What is being asked
Which lines in the data below contain the word "tabletop"? Copy each of them.

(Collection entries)

┏━━

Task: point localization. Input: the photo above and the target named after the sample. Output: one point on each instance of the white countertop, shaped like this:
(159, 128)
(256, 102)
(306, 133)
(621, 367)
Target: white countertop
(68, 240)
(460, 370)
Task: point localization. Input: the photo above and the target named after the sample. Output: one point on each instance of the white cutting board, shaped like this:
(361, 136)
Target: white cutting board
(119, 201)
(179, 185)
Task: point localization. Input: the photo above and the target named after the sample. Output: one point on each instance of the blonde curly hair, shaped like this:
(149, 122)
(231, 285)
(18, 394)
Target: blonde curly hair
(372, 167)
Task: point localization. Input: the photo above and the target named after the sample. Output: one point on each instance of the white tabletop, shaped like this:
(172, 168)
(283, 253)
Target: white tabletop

┗━━

Written solution
Task: point localization. Input: the photo above and the target named after the sample. Output: one point on each instance of the white tabletop, shaped like this:
Target: white tabletop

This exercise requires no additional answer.